DIRECTIVE: Identify each line of the records below that contains the word "person" and copy those lines. Case counts.
* * * * * * *
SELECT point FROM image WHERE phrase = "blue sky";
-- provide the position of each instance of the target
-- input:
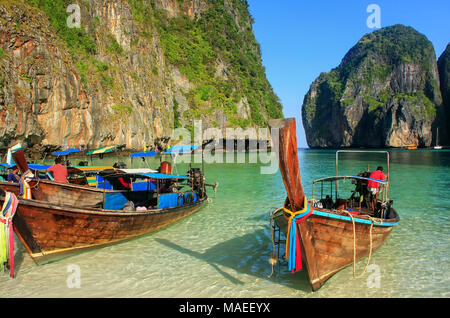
(300, 39)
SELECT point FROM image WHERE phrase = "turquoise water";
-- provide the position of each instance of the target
(223, 250)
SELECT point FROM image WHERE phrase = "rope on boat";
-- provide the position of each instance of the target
(354, 244)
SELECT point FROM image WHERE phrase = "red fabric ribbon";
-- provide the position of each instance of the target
(298, 254)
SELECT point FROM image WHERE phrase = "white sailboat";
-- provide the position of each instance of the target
(437, 147)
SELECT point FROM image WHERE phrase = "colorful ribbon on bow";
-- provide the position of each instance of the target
(293, 250)
(7, 232)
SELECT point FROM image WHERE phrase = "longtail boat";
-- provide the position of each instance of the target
(153, 201)
(329, 234)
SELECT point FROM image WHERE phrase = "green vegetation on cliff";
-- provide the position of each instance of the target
(220, 36)
(385, 92)
(196, 45)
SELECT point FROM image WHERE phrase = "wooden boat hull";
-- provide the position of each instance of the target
(61, 193)
(327, 242)
(50, 231)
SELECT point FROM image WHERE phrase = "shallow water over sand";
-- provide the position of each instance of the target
(223, 250)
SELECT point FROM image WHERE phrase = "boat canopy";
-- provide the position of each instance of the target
(181, 149)
(30, 165)
(144, 154)
(66, 152)
(337, 178)
(38, 167)
(101, 150)
(137, 171)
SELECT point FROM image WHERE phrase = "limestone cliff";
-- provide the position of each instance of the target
(131, 72)
(384, 93)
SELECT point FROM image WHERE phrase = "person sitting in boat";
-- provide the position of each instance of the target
(12, 175)
(59, 171)
(373, 186)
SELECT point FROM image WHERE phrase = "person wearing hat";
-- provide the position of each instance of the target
(59, 171)
(373, 186)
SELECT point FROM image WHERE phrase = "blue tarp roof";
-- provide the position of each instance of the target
(146, 175)
(144, 154)
(162, 176)
(38, 167)
(30, 165)
(65, 152)
(181, 149)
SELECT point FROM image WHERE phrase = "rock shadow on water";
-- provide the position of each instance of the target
(239, 254)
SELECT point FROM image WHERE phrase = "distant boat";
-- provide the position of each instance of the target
(437, 147)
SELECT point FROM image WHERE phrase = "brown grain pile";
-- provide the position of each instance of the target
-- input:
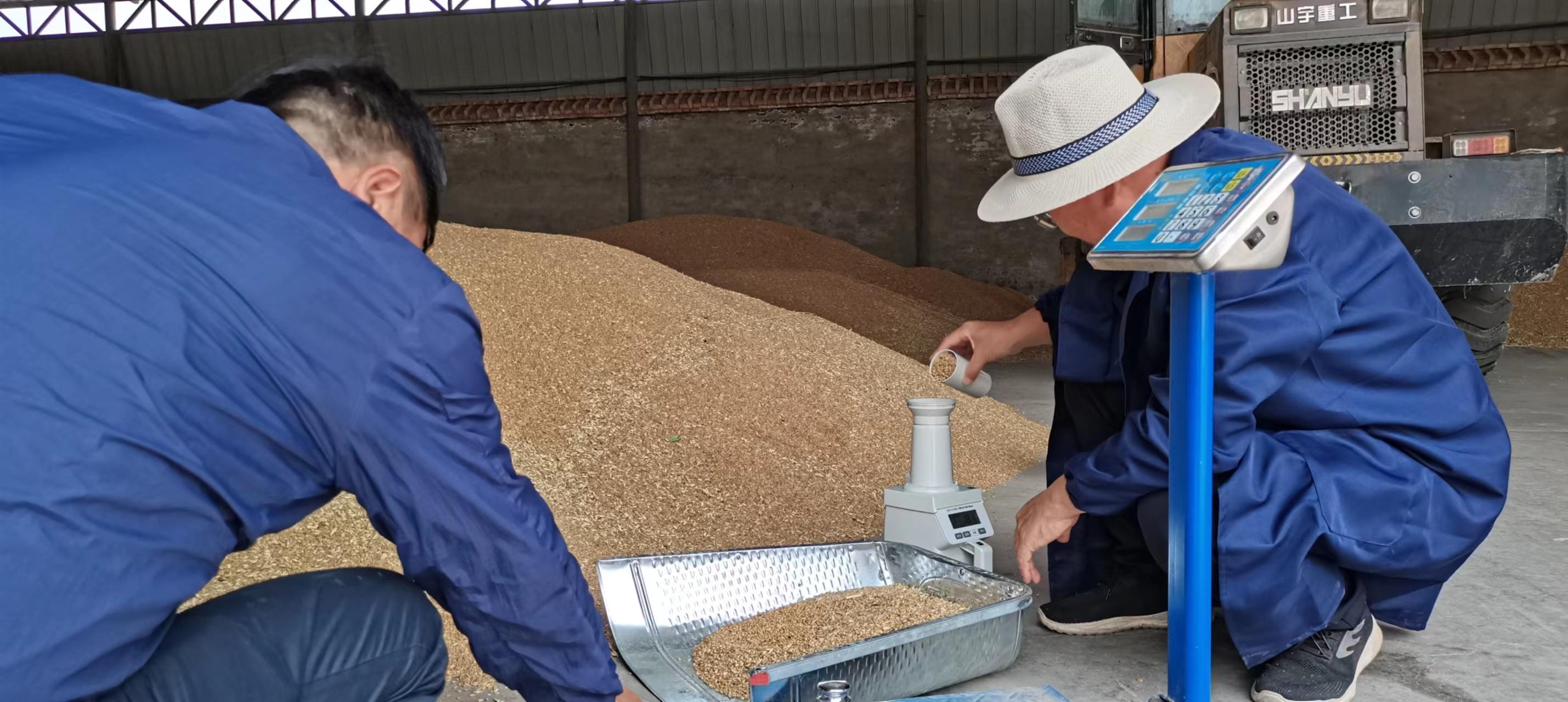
* * * * * * *
THE RESULT:
SELECT point FROM image WHERE phrase = "person sitting in boat";
SELECT point FROM image WHERE phrase = "person wearing hat";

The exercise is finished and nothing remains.